■ **REQUIRED WORK**
For each line in the data below that has the word "dark", copy that line.

■ **RECORDS PROVIDED**
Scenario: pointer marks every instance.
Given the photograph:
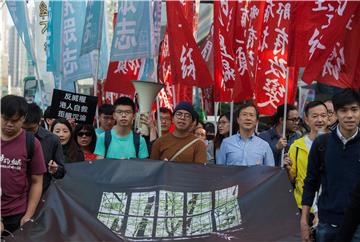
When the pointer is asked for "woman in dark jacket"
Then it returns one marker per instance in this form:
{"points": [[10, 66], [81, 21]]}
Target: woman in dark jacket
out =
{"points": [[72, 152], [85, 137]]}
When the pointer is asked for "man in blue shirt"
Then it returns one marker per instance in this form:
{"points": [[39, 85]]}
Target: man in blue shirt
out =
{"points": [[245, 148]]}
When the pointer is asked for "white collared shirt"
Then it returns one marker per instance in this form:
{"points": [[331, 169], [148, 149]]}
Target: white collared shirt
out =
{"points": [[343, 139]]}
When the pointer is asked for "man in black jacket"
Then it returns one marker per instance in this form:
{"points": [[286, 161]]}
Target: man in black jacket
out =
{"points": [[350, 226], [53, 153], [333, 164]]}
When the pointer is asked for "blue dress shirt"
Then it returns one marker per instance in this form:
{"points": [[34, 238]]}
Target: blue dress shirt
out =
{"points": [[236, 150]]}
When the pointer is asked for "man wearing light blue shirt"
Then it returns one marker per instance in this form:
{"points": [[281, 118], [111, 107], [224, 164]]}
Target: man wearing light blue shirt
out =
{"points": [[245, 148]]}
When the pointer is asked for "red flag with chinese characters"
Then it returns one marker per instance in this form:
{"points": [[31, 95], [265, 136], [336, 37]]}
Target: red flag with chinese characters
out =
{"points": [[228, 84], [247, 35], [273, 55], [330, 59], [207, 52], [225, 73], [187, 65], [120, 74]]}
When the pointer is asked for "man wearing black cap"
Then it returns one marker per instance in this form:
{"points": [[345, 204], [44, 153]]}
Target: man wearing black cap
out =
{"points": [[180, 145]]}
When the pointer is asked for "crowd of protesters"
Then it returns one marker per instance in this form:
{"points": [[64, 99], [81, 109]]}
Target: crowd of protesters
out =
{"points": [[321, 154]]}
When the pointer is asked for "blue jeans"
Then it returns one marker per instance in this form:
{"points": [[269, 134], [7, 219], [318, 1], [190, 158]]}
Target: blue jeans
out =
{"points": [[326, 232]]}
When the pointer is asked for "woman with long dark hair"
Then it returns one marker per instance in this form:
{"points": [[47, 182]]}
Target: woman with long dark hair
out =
--
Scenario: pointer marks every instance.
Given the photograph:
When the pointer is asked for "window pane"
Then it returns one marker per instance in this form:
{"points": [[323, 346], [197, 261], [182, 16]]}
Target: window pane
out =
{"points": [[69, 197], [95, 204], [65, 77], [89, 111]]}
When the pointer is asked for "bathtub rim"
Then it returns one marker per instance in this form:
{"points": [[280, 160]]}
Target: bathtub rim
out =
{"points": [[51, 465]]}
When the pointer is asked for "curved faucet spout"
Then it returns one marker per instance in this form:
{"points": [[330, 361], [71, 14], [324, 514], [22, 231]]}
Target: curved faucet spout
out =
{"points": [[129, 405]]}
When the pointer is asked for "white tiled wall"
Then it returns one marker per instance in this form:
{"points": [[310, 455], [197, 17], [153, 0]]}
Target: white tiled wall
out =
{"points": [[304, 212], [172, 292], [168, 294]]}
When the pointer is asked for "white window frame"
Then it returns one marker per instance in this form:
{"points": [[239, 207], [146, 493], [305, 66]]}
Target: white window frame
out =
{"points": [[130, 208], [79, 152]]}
...
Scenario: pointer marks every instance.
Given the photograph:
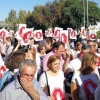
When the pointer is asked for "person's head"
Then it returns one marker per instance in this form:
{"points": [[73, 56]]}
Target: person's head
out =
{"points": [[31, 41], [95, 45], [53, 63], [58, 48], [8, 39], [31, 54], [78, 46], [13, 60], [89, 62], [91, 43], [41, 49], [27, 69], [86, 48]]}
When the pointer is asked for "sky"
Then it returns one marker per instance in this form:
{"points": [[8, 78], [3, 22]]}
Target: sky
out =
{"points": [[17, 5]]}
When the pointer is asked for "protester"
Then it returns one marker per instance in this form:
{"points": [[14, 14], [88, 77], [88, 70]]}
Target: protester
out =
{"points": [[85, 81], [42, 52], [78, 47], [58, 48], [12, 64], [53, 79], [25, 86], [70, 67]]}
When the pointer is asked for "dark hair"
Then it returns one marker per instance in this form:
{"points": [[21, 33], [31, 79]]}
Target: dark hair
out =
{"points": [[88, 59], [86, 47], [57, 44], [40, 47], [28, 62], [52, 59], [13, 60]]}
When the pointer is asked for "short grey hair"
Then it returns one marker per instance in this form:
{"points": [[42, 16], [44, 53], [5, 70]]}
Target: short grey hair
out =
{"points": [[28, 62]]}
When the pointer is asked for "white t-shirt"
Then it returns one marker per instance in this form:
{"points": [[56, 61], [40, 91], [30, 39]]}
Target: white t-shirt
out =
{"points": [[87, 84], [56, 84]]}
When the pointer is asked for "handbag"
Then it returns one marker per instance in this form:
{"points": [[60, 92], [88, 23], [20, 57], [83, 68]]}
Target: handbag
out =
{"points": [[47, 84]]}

■ **TASK RESPONSE**
When the pointer is asked for "woman in dark jacket"
Target: woman in dark jacket
When the pointer is asked for "woman with long dark hair"
Target: woman with long dark hair
When the pointer is asked for "dark hair"
Target: dark hair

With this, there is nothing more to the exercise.